First of all, let me say that I think Bruni’s argument about the questionable constitutionality of this process is worth reading – if you haven’t, do it. Being a non-Venezuelan, I don’t think I’m really qualified to weigh in on the validity of that argument, but I don’t want the fact that I’m discussing an article to make it seem that I consider it a non-issue. (Speaking of that, check out this picture, with its caption about constitutional reform. Ironic, no?)
Second, I want to comment in general about constitutions. Being the most important aspect of a true democracy – since no one should be above the law, and it is the ultimate definition of that law, it therefore is more important than any person and their opinions – I believe it should contain only the most important, fundamental priorities. In other words, a constitution should always be short, because there are only so many things that deserve consideration as the highest priorities.
This is partly true because a constitution should only contain things that the government can reasonably guarantee, the things which should be considered basic, fundamental rights. The U.S. Constitution, for example (I’m not holding it up as a model for the whole world, but simply as a good example – if it were lousy, it wouldn’t have lasted 224 years and counting – and the one I know the best), promises “life, liberty, and the pursuit of happiness,” and pretty much everything in it fits into those categories. It doesn’t reach beyond the basics.
Any overly long constitution (350 articles, perhaps?) will necessarily get into one or two areas beyond the fundamental rights: things which should properly be enacted as law, not the constitution; and things that can only be described as a wish list. A good standard for the first might be whether or not it can sustain at least 2/3 support of the people indefinitely (if it can, maybe it should be constitution material; if not, take it to the legislature). For the second, it comes down to whether or not the government can manage to provide it or not. If it’s beyond its power, but makes you think “Wouldn’t it be nice if…?” then leave it out. (And too much of that is one of the reasons Latin Americans have spent so much time writing new Constitutions – because they didn’t like the “wish list” of the last one.)
That said, on to Article 87.

* **Problems to solve**
**a)** Return the part of the essay on constitutions starting at "Any overly long" and ending at "to Article 87.", word for word.
**b)** What comes next in the essay on constitutions? Write the following part, picking up after its final sentence.
The material that follows has no connection to the essay on constitutions.

* **Rows**
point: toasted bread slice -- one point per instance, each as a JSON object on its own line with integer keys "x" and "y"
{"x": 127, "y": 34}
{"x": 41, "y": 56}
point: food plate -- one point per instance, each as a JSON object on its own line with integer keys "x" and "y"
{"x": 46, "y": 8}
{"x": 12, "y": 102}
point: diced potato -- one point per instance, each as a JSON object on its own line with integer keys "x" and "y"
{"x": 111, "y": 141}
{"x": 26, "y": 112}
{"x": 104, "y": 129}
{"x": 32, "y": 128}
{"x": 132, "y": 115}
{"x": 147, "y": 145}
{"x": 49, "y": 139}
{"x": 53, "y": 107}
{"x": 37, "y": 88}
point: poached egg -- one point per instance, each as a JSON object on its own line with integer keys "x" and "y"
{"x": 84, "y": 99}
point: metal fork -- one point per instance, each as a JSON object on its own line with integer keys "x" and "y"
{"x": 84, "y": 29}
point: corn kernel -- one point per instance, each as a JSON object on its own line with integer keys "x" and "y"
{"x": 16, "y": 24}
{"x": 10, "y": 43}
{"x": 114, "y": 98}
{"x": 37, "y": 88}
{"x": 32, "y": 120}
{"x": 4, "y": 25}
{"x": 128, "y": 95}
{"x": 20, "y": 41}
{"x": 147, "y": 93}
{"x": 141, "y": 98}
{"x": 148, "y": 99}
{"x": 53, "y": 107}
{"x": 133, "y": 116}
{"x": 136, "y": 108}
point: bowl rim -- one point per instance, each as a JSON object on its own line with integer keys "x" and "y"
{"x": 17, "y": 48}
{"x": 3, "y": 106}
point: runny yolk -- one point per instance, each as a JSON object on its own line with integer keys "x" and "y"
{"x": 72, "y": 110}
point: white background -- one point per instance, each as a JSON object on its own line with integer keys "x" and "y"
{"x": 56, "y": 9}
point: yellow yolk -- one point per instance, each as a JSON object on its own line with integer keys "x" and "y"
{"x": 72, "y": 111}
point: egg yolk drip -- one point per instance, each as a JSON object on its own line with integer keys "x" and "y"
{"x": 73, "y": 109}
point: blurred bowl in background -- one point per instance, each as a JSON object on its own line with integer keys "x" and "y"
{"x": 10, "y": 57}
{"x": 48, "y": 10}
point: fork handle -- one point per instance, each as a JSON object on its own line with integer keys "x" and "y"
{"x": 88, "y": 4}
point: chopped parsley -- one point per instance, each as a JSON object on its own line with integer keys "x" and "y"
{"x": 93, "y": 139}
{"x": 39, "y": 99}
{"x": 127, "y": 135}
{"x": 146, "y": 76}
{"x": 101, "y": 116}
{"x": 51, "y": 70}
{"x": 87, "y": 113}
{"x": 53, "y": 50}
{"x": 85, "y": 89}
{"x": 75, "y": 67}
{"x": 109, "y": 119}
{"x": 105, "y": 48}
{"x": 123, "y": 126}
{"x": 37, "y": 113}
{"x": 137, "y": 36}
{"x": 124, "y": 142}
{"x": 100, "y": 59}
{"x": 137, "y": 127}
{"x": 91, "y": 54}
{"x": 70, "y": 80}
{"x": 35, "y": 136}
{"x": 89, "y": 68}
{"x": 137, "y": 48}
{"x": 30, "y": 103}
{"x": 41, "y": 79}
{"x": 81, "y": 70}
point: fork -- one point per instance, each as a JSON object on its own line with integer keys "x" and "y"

* **Solved problems**
**a)**
Any overly long constitution (350 articles, perhaps?) will necessarily get into one or two areas beyond the fundamental rights: things which should properly be enacted as law, not the constitution; and things that can only be described as a wish list. A good standard for the first might be whether or not it can sustain at least 2/3 support of the people indefinitely (if it can, maybe it should be constitution material; if not, take it to the legislature). For the second, it comes down to whether or not the government can manage to provide it or not. If it’s beyond its power, but makes you think “Wouldn’t it be nice if…?” then leave it out. (And too much of that is one of the reasons Latin Americans have spent so much time writing new Constitutions – because they didn’t like the “wish list” of the last one.)
That said, on to Article 87.

**b)**
The old version (translation from www.constitucion.ve – and it’s quite easy to see what these pictures have to do with the Constitution. Not!):
All persons have the right and duty to work. The State guarantees the adoption of the necessary measures so that every person shall be able to obtain productive work providing him or her with a dignified and decorous living and guarantee him or her the full exercise of this right. It is an objective of the State to promote employment. Measures tending to guarantee the exercise of the labor rights of self-employed persons shall be adopted by law. Freedom to work shall be subject only to such restrictions as may be established by law.
Every employer shall guarantee employees adequate safety, hygienic and environmental conditions on the job. The State shall adopt measures and create institutions such as to make it possible to control and promote these conditions.
The new version:
All persons of working age have the right and duty to work. The State will develop policies that generate productive work, and will adopt social measures necessary for each person to achieve an existence which is dignified, decorous and beneficial for themselves and for society.
The State will guarantee that in all labor centers safety, hygienic and environmental, and social relations conditions are fulfilled in accordance with human dignity, and will create institutions such as to make it possible to control and promote these conditions.
In the application of these principles of co-responsibility and solidarity, the employer will adopt all necessary measures for the fulfillment of these conditions.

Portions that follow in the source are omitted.